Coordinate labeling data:
* Begin *
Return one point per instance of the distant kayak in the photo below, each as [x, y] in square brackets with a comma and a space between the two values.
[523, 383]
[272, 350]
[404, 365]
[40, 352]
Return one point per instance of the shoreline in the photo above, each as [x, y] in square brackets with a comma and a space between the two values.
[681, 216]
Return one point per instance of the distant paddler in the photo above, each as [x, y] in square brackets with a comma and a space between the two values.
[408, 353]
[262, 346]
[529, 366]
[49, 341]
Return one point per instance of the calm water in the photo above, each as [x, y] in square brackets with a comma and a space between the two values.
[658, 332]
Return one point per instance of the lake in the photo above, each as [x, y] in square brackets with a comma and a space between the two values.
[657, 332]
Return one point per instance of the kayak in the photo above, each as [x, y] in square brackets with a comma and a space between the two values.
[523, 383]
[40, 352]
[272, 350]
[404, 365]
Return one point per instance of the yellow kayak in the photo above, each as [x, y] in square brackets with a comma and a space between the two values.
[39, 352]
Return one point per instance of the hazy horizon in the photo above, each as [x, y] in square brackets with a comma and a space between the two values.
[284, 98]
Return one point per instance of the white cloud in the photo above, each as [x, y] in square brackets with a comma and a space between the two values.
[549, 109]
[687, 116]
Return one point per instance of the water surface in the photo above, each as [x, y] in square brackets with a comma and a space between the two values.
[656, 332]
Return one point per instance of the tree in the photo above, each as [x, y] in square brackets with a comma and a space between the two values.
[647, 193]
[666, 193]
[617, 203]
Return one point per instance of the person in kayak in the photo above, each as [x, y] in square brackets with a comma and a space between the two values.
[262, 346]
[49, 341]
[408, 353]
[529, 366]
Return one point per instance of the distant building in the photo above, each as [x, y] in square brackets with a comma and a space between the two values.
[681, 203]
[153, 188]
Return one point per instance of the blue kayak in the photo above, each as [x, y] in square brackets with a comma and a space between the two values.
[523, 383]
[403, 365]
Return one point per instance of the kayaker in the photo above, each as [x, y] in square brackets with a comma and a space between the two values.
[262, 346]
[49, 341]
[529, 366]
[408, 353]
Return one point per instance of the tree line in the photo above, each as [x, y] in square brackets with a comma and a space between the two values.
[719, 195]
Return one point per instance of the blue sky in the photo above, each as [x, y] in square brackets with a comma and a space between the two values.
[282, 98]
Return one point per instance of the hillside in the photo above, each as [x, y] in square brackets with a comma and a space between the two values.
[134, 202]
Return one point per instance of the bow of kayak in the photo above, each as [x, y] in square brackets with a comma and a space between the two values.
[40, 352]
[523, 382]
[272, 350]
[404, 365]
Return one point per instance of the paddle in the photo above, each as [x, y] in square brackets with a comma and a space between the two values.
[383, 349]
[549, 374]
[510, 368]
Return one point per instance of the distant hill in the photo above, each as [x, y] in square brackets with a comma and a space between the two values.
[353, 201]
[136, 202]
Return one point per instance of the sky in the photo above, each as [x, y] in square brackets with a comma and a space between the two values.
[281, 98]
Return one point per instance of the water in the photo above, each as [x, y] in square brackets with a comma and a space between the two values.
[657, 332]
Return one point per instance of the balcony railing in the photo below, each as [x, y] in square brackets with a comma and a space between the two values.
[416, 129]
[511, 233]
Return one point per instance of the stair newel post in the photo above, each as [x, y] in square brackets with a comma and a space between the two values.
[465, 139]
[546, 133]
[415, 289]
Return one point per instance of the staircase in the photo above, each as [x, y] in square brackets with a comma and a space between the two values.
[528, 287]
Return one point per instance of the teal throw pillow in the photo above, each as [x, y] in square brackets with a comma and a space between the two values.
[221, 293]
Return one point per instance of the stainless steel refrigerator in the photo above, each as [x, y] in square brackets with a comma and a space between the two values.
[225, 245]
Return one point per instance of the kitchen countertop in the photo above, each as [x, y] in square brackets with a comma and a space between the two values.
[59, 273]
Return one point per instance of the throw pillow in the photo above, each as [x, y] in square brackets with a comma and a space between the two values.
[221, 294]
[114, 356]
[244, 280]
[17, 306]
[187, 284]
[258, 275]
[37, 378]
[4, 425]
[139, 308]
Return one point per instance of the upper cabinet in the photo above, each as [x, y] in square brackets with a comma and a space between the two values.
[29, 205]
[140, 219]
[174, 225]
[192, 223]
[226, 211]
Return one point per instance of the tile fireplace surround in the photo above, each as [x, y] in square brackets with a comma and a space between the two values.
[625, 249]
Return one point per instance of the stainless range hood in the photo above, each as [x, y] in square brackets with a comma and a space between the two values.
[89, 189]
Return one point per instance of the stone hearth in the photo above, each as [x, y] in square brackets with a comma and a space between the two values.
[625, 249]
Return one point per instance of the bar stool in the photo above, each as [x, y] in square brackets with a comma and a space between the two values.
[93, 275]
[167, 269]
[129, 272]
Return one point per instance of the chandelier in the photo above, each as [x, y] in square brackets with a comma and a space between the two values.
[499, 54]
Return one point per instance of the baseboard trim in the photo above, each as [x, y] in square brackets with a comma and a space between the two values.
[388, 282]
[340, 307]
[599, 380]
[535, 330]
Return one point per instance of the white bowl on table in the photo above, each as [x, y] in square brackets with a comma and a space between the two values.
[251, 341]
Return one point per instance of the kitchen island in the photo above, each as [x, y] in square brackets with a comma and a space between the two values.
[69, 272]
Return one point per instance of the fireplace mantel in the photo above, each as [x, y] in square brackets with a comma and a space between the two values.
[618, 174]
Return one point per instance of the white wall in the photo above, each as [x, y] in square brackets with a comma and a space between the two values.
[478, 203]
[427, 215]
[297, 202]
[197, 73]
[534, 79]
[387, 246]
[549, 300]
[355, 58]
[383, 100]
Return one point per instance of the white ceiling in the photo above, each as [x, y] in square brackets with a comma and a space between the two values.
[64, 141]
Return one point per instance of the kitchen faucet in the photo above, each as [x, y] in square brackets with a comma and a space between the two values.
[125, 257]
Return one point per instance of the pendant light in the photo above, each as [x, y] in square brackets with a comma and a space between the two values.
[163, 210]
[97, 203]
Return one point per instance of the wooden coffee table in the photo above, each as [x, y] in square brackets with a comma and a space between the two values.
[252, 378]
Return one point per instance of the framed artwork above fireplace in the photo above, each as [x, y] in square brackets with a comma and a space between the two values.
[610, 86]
* End *
## What the task asks
All of the entries above need to be reproduced exactly.

## Finished exercise
Return one point per instance of the distant kayak in the photo below, each as [x, y] in square brackets with a comma and a space between the two values.
[523, 383]
[272, 350]
[404, 365]
[40, 352]
Return one point per instance of the shoreline in the photo above, each as [x, y] in square brackets with a comma and a space between the two values.
[681, 216]
Return one point per instance of the distant paddler in the photo above, each as [x, y] in square brackets with a comma and a space between the two values.
[408, 353]
[262, 346]
[529, 366]
[49, 341]
Return one point per instance of the calm water in the photo above, each as [x, y] in square brackets with a comma and a space between the two values.
[658, 332]
Return one point per instance of the lake in the photo above, each as [x, y] in square brackets with a comma and a space between the two values.
[657, 332]
Return one point per instance of the kayak in the photo above, each as [x, y] in square brackets with a comma and a space between the two values.
[523, 383]
[40, 352]
[272, 350]
[404, 365]
Return one point per instance of the yellow kayak in the photo above, each as [x, y] in square brackets with a comma and a space between the two values.
[39, 352]
Return one point per instance of the hazy horizon in the photo above, each as [x, y] in square brackets with a comma and a space between the two values.
[284, 98]
Return one point per instance of the white cloud in the photo above, each as [x, y] in square brackets with a comma and a space between the two values.
[549, 109]
[687, 116]
Return one point per instance of the water surface in the photo above, each as [x, y] in square brackets with a comma and a space between the two values.
[656, 332]
Return one point per instance of the tree in the photo above, each as [x, y] in square brackets with a comma and a space between the two values.
[647, 193]
[666, 193]
[617, 203]
Return one point per instance of the person in kayak in the photo above, each as [x, y] in square brackets with a comma and a space between the two values.
[262, 346]
[49, 341]
[408, 353]
[529, 366]
Return one point per instance of the distant building in the photo above, each as [x, y] in square brackets with a comma and a space between the two values.
[681, 203]
[153, 188]
Return one point per instance of the blue kayak in the photo above, each as [x, y] in square brackets with a comma and a space between the two values.
[523, 383]
[403, 365]
Return one point per instance of the kayaker in the photo above, each as [x, y] in square brackets with a comma and a space between the two values.
[262, 346]
[49, 341]
[529, 366]
[408, 353]
Return one point per instance of the tree line in the photo above, each as [x, y] in square brackets with a comma and a space between the two values.
[719, 195]
Return one point per instance of the blue sky in the photo above, each as [x, y] in square brackets with a comma and a space between the two values.
[282, 98]
Return one point per instance of the hillside in the photo above, each as [x, y] in square brackets with a comma and a space between the two values.
[134, 202]
Return one point per instance of the bow of kayak in the photo above, each as [x, y] in square brackets with a comma and a space between the two values.
[40, 352]
[523, 382]
[272, 350]
[404, 365]
Return one point per instance of the paddle in the photo above, each as [x, y] in square brackets with a comma and a space between the two values.
[383, 349]
[549, 374]
[510, 368]
Return one point per instance of the distant hill in the photo above, each as [x, y] in square brackets with a comma and a space between the two values.
[353, 201]
[136, 202]
Return one point per instance of the sky in the photo above, each as [x, y] in square brackets with a comma and a space between the two values.
[281, 98]
Return one point per instance of the water in the photo above, each as [x, y] in square brackets with a comma and a space between the two values.
[657, 332]
Return one point per instance of the balcony railing in the photo below, each as [x, y] in square brackets with a comma and a space between the two values.
[416, 129]
[511, 233]
Return one point per instance of the stair newel post in the photo above, each as [x, y] in square brackets with a comma and a space between the two values.
[465, 139]
[546, 133]
[415, 289]
Return one point per instance of the staircase in the photo above, each as [x, y] in square brackets with a comma and a space between the two values.
[528, 287]
Return one point per instance of the teal throw pillow in the photo above, each as [x, y] in square brackets with a comma and a space between the two values.
[221, 293]
Return one point per instance of the stainless steel refrigerator in the photo above, each as [x, y] in square brackets with a comma and a space between the two values.
[225, 245]
Return one point per instance of the kitchen countertop in the photo above, each as [x, y] in square brackets with a comma and a space between the two values.
[59, 273]
Return one point per instance of the throw pillow in the photo above, each as [x, y] in square brackets with a comma and a space between the two values.
[221, 294]
[114, 356]
[244, 280]
[17, 306]
[187, 284]
[258, 275]
[37, 378]
[4, 425]
[139, 308]
Return one point per instance of the upper cabinet in the photo above, each as [x, y] in square brackets with a comma and a space between the two values.
[29, 205]
[140, 219]
[174, 225]
[192, 223]
[226, 211]
Return one point per instance of the tile fireplace surround in the photo above, each as [x, y] in square brackets with a comma and a space between the two values.
[625, 249]
Return one point per instance of the stainless range hood in the photo above, each as [x, y] in square brackets with a comma and a space between the two values.
[89, 189]
Return one point per instance of the stone hearth in the photo above, each as [x, y] in square brackets with a comma and a space between the two values.
[625, 249]
Return one point per instance of the bar stool in the photo above, each as [x, y] in square brackets with a comma and a space between the two values.
[93, 275]
[167, 269]
[129, 272]
Return one point per instance of the chandelier in the photo above, each as [x, y] in square brackets with a comma and a space between the two values.
[499, 54]
Return one point per instance of the baseboard trim in the photo above, each as [x, y] in square brackets with a comma and a space between the two values.
[388, 282]
[340, 307]
[599, 380]
[535, 330]
Return one point per instance of the white bowl on table in the photo above, each as [x, y] in square brackets with a comma and a space between the two values.
[251, 341]
Return one point per instance of the kitchen island in the photo above, each as [x, y] in square brackets with a comma and a space between the two values.
[69, 272]
Return one point per instance of the fireplace mantel in the photo above, each as [x, y] in square brackets with a comma and a space between the two values.
[618, 174]
Return one point per instance of the white wall in the photo above, each as [x, y] in square brackets with a comma and a space between the two values.
[478, 203]
[427, 215]
[297, 202]
[197, 73]
[534, 79]
[387, 246]
[549, 300]
[355, 58]
[383, 100]
Return one point per instance of the white ceiling in the photo above, each as [x, y] in square brackets with a comma and a space between the two values.
[64, 141]
Return one point per instance of the kitchen faucet in the photo above, each as [x, y] in square brackets with a comma and a space between the two values.
[125, 257]
Return one point per instance of the pendant light in the photo above, each as [x, y] in square brackets with a comma and a space between the two values.
[163, 210]
[97, 203]
Return one point per instance of the wooden coffee table in the photo above, each as [x, y] in square brackets with a comma and a space between the two values.
[252, 378]
Return one point per instance of the framed artwork above fireplace in the photo above, each as [x, y] in square brackets with a comma and a space between the two values.
[610, 86]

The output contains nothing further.